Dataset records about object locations
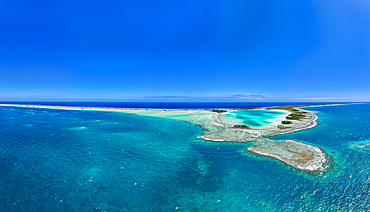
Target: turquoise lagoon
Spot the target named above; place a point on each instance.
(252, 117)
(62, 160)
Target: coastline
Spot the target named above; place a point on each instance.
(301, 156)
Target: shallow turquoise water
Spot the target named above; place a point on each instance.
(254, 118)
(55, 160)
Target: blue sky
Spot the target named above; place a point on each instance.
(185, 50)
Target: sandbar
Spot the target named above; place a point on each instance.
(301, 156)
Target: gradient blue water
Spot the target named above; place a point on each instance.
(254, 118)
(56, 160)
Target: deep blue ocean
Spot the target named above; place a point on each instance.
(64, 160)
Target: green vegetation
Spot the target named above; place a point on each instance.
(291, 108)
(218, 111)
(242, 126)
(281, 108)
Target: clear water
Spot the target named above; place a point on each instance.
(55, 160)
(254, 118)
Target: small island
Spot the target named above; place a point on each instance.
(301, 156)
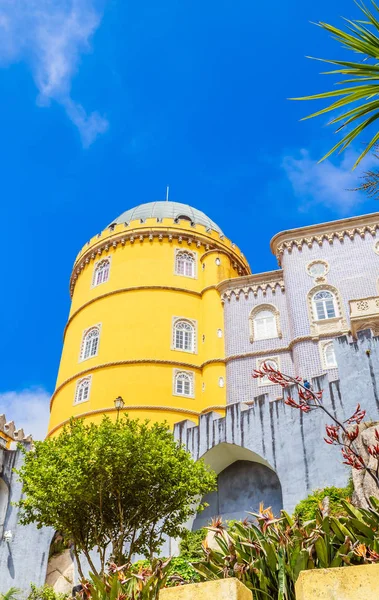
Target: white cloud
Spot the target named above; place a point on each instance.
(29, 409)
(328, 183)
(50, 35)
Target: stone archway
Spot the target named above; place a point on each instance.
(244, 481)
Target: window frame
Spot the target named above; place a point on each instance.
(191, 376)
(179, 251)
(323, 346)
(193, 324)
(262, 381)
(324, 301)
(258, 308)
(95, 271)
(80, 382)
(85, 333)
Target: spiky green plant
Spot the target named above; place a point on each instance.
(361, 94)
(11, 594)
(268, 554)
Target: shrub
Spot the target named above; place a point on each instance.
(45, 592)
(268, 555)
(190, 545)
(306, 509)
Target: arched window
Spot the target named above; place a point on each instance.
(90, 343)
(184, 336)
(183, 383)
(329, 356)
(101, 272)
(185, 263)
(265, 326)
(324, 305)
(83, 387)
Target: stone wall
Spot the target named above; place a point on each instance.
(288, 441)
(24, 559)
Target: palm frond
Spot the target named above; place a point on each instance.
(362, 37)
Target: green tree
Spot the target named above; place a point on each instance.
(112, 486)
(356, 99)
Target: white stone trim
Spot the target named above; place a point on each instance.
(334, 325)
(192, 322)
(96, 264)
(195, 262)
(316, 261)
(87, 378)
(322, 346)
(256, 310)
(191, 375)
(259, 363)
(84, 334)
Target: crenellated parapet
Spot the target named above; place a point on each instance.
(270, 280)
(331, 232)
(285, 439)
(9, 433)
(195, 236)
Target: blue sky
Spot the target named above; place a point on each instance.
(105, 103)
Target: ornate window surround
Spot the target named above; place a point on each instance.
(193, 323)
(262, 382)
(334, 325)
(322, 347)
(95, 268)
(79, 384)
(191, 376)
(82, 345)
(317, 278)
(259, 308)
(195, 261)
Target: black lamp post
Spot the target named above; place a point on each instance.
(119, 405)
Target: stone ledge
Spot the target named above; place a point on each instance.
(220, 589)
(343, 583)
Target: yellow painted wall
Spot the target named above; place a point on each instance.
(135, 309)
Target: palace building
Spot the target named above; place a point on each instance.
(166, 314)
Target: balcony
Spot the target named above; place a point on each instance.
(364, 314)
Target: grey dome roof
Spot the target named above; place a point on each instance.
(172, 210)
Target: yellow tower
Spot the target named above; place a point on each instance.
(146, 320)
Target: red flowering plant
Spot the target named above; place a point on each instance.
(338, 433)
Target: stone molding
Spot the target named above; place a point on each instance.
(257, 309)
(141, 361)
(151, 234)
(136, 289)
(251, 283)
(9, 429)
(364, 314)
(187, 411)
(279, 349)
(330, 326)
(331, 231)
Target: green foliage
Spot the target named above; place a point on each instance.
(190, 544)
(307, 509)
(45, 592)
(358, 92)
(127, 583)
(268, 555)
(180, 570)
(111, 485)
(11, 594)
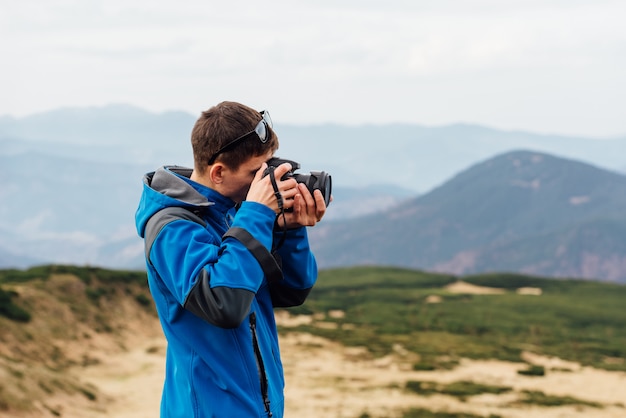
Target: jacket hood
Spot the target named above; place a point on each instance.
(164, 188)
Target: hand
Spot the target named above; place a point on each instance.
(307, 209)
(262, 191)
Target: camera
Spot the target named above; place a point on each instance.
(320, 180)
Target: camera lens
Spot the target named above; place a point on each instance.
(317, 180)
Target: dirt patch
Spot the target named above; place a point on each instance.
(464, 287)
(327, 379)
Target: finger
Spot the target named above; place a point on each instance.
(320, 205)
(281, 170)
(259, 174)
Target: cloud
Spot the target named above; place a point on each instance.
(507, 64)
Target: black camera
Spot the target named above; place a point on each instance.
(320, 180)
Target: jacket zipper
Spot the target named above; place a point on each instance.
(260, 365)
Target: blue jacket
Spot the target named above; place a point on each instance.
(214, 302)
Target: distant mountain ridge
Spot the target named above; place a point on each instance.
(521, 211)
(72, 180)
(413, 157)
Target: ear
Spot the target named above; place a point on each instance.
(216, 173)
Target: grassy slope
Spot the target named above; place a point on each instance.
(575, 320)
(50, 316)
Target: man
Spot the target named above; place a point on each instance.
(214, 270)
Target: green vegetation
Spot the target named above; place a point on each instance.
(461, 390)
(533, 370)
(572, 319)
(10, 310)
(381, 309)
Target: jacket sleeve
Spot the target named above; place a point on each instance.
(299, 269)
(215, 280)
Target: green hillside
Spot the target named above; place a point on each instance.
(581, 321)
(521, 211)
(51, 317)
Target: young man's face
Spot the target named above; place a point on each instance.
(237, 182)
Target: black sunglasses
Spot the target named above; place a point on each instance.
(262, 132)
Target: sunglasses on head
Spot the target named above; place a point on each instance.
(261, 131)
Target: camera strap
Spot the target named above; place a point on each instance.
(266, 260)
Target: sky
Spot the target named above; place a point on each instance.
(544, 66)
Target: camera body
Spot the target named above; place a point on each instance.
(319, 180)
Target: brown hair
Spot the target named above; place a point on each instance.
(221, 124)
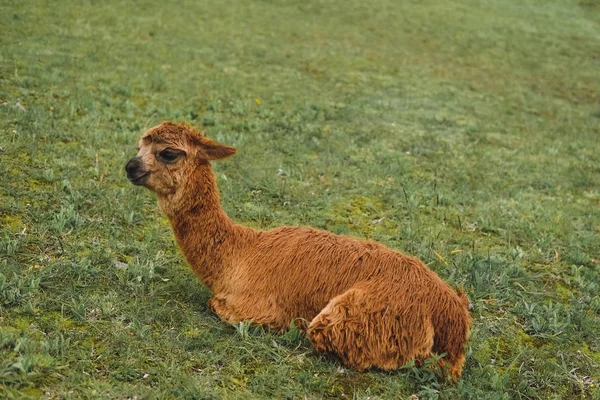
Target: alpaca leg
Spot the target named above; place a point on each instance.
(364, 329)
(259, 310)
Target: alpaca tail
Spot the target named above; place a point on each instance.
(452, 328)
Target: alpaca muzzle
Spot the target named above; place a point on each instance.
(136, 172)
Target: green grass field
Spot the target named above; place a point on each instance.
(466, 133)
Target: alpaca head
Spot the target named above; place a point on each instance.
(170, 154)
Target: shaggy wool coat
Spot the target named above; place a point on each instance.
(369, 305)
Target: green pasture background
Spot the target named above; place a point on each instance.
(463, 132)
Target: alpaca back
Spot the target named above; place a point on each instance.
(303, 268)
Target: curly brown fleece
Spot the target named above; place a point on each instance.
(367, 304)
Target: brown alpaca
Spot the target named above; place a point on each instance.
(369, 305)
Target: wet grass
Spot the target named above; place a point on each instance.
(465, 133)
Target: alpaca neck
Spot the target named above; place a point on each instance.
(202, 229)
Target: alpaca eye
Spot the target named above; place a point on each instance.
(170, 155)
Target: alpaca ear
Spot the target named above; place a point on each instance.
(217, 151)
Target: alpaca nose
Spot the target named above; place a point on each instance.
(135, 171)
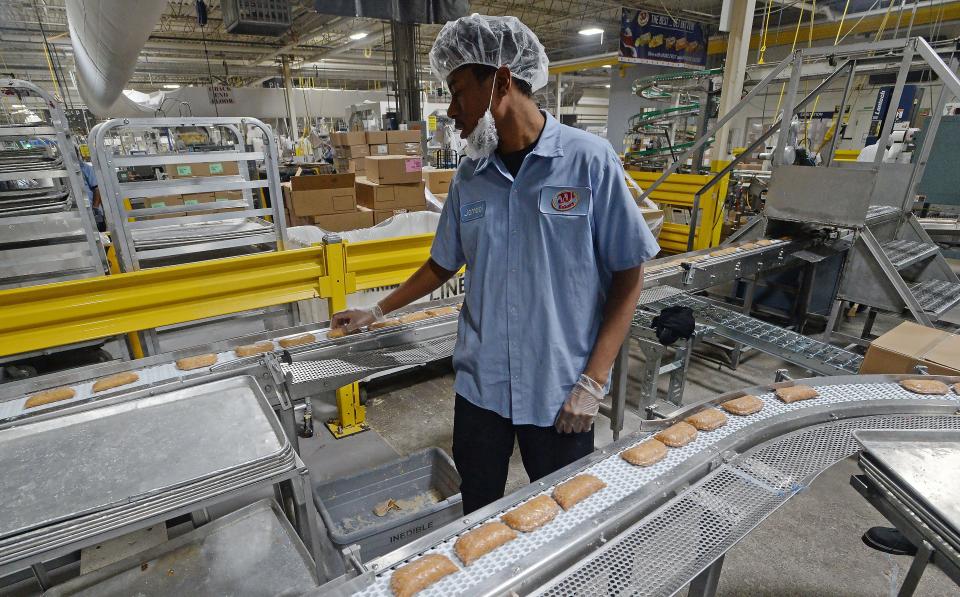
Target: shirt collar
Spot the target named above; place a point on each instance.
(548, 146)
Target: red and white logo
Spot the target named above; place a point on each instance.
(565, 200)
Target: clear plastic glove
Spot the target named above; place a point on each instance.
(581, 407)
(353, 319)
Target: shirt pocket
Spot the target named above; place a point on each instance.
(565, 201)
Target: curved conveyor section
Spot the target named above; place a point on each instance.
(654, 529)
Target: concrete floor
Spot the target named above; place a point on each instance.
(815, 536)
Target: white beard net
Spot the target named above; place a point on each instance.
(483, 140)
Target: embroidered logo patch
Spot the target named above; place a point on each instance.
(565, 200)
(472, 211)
---
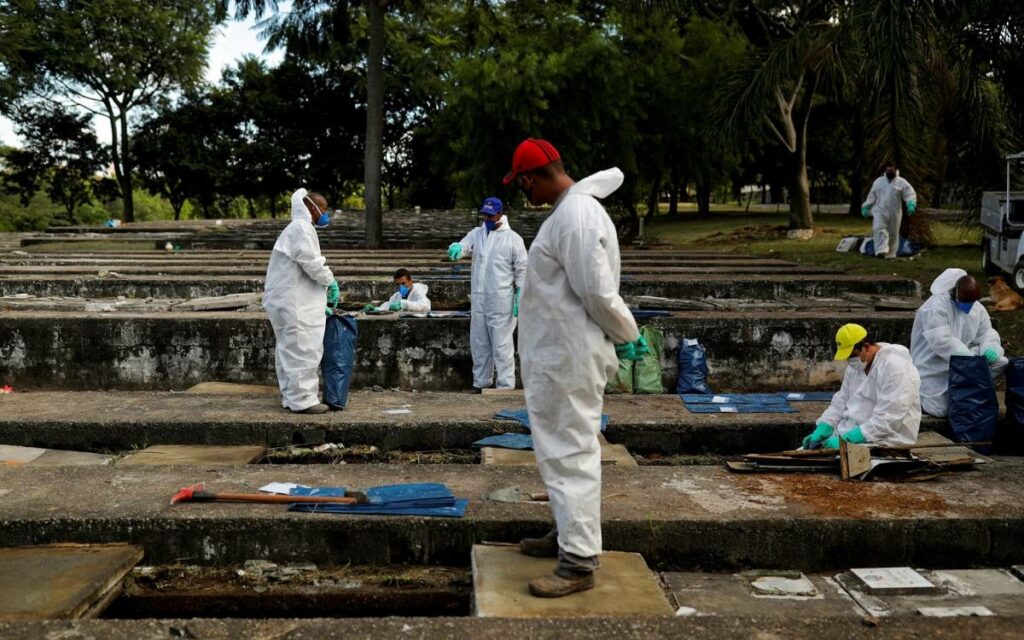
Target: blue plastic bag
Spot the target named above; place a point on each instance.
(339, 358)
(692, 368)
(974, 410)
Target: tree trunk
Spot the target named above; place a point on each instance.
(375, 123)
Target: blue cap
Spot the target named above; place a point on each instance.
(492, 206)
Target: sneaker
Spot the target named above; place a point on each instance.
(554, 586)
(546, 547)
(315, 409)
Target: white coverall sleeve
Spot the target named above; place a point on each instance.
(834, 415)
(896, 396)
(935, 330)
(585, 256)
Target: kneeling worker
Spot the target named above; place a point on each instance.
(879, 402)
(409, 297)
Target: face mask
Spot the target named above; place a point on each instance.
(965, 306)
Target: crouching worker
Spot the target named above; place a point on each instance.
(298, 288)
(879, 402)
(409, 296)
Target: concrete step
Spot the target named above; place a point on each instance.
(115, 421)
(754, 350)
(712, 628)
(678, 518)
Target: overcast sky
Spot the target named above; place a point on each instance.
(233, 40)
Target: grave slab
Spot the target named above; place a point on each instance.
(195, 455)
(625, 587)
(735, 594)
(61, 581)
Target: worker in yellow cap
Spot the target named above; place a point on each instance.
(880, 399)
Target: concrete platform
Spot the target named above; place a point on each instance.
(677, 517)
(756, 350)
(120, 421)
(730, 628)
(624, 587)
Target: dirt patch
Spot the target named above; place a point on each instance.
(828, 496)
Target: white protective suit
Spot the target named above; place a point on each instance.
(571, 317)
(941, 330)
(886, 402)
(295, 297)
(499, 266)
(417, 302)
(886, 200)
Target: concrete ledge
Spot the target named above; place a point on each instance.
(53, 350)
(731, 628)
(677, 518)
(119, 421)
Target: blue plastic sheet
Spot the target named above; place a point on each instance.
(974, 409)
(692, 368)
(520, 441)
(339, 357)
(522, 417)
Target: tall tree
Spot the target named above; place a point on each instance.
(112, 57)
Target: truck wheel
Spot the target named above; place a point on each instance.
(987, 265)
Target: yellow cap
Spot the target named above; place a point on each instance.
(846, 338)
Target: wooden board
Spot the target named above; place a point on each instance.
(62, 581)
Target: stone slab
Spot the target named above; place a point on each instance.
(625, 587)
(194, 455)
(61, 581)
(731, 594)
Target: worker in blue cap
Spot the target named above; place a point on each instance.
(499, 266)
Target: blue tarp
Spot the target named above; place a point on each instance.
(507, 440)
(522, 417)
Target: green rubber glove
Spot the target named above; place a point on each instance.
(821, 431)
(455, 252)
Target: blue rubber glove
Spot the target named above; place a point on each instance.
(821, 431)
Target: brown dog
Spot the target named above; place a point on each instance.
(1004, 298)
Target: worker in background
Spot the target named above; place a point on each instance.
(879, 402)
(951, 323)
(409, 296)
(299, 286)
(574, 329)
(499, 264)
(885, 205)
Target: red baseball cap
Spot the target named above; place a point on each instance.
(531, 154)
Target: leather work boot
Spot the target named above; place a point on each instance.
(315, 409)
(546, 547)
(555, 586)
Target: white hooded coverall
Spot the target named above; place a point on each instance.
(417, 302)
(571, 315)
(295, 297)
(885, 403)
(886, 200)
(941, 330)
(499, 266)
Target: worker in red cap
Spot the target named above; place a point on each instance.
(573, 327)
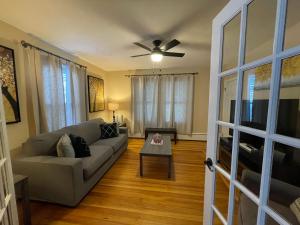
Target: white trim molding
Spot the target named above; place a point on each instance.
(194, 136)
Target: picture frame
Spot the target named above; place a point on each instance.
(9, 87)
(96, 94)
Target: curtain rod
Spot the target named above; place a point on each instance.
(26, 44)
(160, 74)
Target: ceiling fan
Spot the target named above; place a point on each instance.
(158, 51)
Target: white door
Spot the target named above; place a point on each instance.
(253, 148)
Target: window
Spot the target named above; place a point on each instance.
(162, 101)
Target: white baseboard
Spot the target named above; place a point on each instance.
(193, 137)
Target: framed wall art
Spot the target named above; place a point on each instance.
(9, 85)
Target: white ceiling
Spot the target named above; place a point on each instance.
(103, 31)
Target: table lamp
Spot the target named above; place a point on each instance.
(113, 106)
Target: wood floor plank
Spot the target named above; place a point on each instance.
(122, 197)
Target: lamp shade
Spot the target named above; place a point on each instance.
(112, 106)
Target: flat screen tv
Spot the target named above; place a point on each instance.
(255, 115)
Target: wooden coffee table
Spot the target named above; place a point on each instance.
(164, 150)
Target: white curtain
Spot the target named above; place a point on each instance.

[WRITTEN REQUEST]
Locate every line among the items above that contains the word "wooden", and copy each such line in full.

[SOLVED EXERCISE]
Target: wooden board
Target: wooden coffee table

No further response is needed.